-- THE PROBLEM --
Reproduce, character for character, the passage of the life expectancy post below that opens with the words containing "The last chart" and closes with "work for me.".
━━ TEXT PROVIDED ━━
Subtleties of life expectancy (part two of two)
by Aaron Carroll, May 12, 2011


this post and the last provide background for the discussion of the retirment age. healthy, straight while wealthy old men would be the primare beneficiaries of raising the retirement age. other groups are losing ground in life expectancy.


Debate over Alan Simpson’s comments on life expectancy continues.

The last chart from my previous post on this topic showed differences in life expectancy by race. What you’d really like, however, is differences by socioeconomic status. After all, it’s far more likely that we can (and perhaps should) base policies on earnings rather than race. Unfortunately, the CDC data I used two days ago didn’t have differences by earnings.

But then I received an email from Paul Van de Water, pointing me to a paper by Hilary Waldren that appeared in Social Security Bulletin in 2007. It’s entitled, “Trends in Mortality Differentials and Life Expectancy for Male Social Security–Covered Workers, by Socioeconomic Status.” She did the work for me.

Let’s start with a chart I made from her paper (Table 4):

What you’re looking at is the life expectancy of a male who reached age 65 in 1977-2007. The blue line is the top 50% of earners; the green line is the bottom 50%. While the top half of earners have seen an increase of their life expectancy at 65 rise about 5 years over these three decades, the bottom half saw their life expectancy at 65 rise barely a year.

Think about that when advocating for an increase in the age of eligibility because “everyone” has seen their life expectancy increase.

Here’s another chart I made from Hilary Waldren’s data (Table 9) comparing the life expectancy at age 65 for Social Security-covered male workers in four different earning percentile brackets in the US and other OECD countries:

While the richest 25% of Americans compare favorably to any other country, those in the bottom 50% of earners don’t. In fact, half our country can expect to live shorter lives from age 65 than the average person in almost all of these countries.

Think about that when arguing that the richest country in the world can’t afford Social Security and Medicare starting at age 65 because “everyone” in this country has seen their life expectancy increase.

Update: Added in US Total for All Social Security Covered workers.  Note that this does not include American males who are not covered by Social Security.
━━━
━━ INFORMATION SUPPLIED ━━
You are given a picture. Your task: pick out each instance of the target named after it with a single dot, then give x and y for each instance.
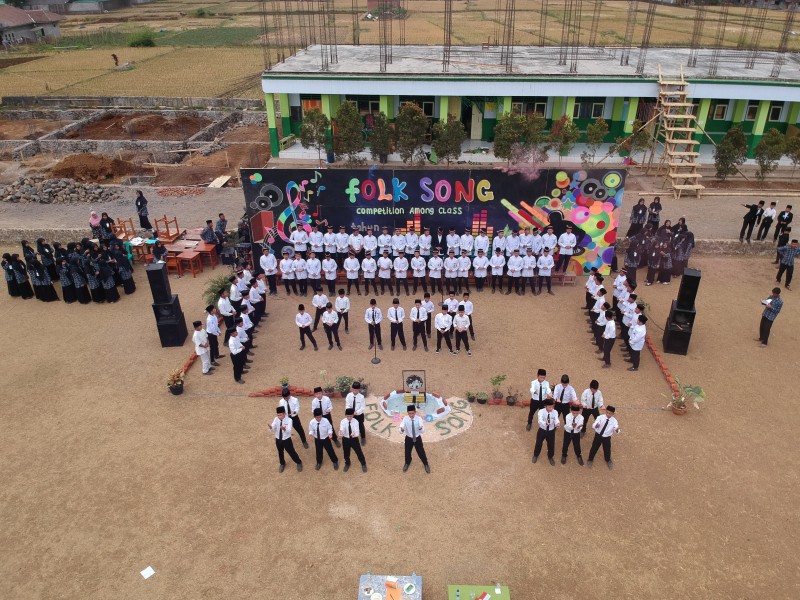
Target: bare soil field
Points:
━━━
-- EXERCISE RESULT --
The last chart from my previous post on this topic showed differences in life expectancy by race. What you’d really like, however, is differences by socioeconomic status. After all, it’s far more likely that we can (and perhaps should) base policies on earnings rather than race. Unfortunately, the CDC data I used two days ago didn’t have differences by earnings.

But then I received an email from Paul Van de Water, pointing me to a paper by Hilary Waldren that appeared in Social Security Bulletin in 2007. It’s entitled, “Trends in Mortality Differentials and Life Expectancy for Male Social Security–Covered Workers, by Socioeconomic Status.” She did the work for me.